> What you are asked to do: Copy out the final stretch of the listing: the line that contains "Trace the outline of every instance of the pale" and all lines after it, exactly as they appear.

> Data supplied:
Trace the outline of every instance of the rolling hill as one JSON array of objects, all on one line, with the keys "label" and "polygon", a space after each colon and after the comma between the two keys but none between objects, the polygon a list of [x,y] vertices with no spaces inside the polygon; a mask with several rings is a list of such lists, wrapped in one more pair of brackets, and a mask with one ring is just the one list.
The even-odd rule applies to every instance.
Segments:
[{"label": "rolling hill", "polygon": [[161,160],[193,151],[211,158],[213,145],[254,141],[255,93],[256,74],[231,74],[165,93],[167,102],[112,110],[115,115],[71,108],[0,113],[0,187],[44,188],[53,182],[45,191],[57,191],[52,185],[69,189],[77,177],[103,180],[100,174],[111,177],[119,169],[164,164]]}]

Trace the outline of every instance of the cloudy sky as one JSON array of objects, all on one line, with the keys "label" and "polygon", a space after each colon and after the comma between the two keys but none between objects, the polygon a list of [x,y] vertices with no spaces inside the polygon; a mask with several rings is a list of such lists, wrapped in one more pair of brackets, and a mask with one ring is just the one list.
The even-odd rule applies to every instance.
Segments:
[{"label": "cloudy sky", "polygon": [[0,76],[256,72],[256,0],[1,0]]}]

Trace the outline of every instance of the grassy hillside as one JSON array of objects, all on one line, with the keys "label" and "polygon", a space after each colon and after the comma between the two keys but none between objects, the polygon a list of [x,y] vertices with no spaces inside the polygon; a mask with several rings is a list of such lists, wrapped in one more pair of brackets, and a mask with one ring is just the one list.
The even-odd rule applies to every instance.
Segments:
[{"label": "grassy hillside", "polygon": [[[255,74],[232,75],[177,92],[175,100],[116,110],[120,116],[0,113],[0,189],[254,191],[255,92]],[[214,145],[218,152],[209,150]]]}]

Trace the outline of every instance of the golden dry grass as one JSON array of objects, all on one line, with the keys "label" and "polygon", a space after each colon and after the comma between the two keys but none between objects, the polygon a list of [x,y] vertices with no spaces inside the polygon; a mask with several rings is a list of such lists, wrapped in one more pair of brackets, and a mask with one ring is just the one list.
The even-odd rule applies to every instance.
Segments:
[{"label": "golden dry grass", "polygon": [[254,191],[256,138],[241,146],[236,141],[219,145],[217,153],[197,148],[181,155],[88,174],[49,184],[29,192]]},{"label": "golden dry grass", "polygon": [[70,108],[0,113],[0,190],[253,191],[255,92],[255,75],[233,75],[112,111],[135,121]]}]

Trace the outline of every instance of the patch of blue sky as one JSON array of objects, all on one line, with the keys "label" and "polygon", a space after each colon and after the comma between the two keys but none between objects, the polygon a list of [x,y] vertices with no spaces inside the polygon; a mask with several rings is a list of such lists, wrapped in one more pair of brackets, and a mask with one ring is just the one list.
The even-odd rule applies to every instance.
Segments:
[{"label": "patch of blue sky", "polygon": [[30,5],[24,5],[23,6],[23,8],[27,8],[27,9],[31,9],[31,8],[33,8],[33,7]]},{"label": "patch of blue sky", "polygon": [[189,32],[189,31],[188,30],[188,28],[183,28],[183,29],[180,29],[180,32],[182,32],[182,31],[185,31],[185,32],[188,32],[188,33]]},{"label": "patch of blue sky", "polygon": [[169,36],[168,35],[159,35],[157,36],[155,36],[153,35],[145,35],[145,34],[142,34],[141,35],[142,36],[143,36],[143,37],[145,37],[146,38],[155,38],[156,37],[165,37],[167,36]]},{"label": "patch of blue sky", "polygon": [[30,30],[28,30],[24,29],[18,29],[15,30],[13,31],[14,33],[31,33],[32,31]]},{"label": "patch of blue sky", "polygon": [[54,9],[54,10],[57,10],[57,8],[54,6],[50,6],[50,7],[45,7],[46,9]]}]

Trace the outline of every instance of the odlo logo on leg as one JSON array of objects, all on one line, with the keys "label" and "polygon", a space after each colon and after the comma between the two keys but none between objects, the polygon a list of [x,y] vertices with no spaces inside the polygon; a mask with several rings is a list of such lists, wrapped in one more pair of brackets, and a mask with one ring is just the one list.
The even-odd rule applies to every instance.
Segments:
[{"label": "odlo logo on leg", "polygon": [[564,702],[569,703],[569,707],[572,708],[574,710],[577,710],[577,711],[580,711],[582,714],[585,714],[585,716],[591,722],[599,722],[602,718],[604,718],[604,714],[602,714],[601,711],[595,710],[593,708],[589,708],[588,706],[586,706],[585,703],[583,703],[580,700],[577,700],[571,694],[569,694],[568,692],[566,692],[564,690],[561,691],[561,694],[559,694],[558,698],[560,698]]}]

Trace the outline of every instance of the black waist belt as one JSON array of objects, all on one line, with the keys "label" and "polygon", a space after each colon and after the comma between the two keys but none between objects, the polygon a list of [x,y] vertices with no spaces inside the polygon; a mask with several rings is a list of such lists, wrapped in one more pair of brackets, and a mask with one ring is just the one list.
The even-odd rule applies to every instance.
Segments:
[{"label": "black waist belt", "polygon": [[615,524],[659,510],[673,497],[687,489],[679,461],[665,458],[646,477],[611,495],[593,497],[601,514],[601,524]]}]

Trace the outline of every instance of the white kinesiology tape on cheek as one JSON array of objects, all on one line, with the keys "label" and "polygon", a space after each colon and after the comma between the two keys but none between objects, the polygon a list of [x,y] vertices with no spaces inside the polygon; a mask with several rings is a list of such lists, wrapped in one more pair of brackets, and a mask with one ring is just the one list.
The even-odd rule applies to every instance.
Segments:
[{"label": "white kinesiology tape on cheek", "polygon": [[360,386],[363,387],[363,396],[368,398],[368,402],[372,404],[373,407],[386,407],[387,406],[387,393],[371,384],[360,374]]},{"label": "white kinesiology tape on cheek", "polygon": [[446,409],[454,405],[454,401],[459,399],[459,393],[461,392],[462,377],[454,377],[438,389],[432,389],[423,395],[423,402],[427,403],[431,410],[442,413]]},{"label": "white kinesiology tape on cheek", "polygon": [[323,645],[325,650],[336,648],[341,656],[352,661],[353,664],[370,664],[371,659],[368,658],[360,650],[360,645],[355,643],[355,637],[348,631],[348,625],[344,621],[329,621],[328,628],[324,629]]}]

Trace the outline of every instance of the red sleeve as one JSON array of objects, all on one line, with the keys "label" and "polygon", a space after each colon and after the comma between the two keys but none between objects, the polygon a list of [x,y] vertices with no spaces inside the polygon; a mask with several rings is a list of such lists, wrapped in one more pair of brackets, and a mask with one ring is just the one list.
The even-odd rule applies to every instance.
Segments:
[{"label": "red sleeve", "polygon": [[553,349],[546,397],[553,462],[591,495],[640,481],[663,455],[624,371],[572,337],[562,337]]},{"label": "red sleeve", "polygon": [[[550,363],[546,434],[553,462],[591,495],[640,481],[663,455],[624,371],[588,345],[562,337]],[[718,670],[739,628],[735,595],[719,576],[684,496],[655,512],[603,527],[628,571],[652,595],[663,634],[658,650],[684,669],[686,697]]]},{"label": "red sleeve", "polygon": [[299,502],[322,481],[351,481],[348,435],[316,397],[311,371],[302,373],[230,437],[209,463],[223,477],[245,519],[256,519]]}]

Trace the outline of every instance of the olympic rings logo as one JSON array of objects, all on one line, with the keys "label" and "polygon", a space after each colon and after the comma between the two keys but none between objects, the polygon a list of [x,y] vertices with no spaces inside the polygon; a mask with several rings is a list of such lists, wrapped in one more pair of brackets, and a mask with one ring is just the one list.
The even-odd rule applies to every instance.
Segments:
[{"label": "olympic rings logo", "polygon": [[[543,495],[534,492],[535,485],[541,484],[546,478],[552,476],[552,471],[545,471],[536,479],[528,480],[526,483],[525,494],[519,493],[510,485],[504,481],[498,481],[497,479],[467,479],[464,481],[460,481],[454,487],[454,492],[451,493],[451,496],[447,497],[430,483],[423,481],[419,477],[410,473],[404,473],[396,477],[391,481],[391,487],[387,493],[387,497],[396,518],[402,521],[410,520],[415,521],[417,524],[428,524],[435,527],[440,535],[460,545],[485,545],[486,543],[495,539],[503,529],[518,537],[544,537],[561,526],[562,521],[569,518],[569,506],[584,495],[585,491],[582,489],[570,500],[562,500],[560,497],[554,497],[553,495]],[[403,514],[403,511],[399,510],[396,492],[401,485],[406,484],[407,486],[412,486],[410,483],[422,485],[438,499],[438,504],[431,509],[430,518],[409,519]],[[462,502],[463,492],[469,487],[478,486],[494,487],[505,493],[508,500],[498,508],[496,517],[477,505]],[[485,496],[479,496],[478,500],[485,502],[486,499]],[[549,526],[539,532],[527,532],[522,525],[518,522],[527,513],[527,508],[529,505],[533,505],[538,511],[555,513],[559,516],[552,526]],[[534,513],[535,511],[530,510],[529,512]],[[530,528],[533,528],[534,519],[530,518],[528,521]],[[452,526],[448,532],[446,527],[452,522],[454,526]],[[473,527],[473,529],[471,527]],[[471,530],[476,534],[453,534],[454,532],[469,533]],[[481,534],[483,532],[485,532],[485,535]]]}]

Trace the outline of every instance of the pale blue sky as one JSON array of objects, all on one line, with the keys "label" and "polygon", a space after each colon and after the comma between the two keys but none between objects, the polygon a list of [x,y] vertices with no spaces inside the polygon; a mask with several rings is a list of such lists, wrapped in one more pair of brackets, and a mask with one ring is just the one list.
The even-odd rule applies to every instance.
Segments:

> The result:
Trace the outline of every instance of the pale blue sky as one JSON array of objects, all on one line, with the keys "label" and "polygon", a space after each colon and after the comma between the two keys but none between objects, the polygon a list of [x,y] vertices with no spaces inside the polygon; a mask with several rings is a list of such lists, wrapped in one more pair of brackets, and a mask with one ring is just the one list.
The even-odd rule applies to every instance.
Segments:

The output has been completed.